Task instructions: Copy the material word for word, from the line with "Extract each wooden surface from this photo." through the end of the material.

## start Task material

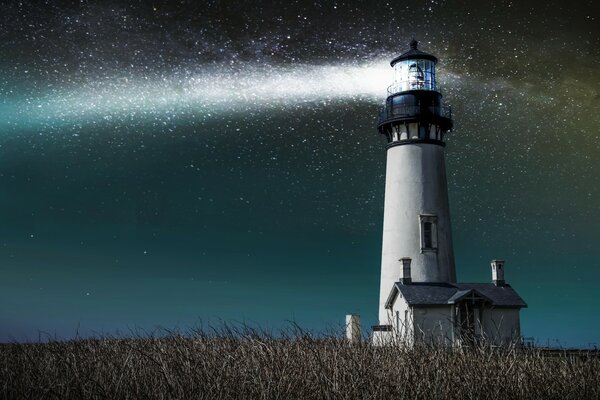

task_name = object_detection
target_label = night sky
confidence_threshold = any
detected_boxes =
[0,0,600,346]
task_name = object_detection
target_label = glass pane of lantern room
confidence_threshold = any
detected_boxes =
[394,59,435,92]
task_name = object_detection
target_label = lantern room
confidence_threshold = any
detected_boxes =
[388,40,437,94]
[378,40,452,146]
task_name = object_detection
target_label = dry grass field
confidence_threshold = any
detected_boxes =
[0,328,600,400]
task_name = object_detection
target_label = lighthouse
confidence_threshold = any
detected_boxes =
[378,40,456,322]
[372,40,527,346]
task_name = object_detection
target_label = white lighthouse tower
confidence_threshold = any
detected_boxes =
[372,40,527,346]
[379,40,456,325]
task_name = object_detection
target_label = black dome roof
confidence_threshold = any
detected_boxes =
[390,39,437,67]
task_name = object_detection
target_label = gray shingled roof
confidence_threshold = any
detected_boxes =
[386,282,527,308]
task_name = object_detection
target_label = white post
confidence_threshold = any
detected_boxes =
[346,314,361,343]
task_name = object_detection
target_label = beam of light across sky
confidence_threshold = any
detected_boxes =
[0,58,400,127]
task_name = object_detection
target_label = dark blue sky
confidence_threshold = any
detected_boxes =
[0,1,600,346]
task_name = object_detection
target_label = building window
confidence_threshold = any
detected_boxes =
[419,214,437,252]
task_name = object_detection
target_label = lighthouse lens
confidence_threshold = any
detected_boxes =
[392,59,436,93]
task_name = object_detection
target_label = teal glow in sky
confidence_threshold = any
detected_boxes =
[0,1,600,346]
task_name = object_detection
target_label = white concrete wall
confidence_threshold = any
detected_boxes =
[481,308,521,346]
[379,143,456,323]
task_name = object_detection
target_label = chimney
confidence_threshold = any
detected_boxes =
[492,260,505,286]
[346,314,361,344]
[400,257,412,285]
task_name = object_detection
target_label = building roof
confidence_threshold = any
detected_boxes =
[390,39,437,67]
[385,282,527,308]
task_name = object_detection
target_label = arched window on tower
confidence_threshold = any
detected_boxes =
[419,214,437,253]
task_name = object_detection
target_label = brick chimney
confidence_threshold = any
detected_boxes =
[492,260,506,286]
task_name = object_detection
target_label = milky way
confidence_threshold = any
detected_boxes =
[0,0,600,345]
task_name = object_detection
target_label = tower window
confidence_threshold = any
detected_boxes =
[419,215,437,252]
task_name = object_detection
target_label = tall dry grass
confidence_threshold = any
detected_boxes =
[0,327,600,400]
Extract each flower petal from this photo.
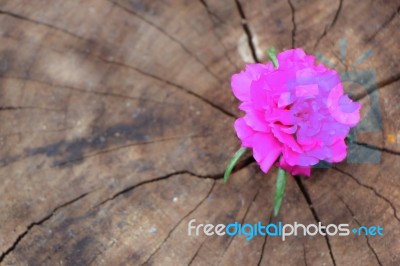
[252,133,282,173]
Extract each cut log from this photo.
[0,0,400,265]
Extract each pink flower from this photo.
[231,49,361,176]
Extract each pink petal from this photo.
[271,125,303,153]
[231,64,268,101]
[234,118,255,147]
[253,133,282,173]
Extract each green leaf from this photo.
[274,168,286,217]
[224,147,247,183]
[265,47,279,68]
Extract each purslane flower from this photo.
[231,49,361,176]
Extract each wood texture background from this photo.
[0,0,400,266]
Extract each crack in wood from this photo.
[187,239,207,266]
[336,195,382,266]
[0,191,93,263]
[95,55,237,118]
[366,6,400,42]
[200,0,240,72]
[332,166,400,223]
[313,0,343,50]
[294,176,336,266]
[218,183,261,258]
[0,10,88,41]
[142,180,216,265]
[235,0,260,63]
[354,73,400,101]
[0,6,236,117]
[108,0,225,84]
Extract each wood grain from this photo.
[0,0,400,265]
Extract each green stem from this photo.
[265,47,279,68]
[224,147,247,183]
[274,168,286,217]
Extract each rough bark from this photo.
[0,0,400,265]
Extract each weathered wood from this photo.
[0,0,400,265]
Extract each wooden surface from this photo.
[0,0,400,265]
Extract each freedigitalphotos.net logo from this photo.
[188,219,383,241]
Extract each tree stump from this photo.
[0,0,400,265]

## end Task material

Task output:
Extract each wooden surface from this photo.
[0,0,400,265]
Extract each freedigitalphotos.net logo from this photo.
[188,219,383,241]
Extract each tree stump from this photo.
[0,0,400,265]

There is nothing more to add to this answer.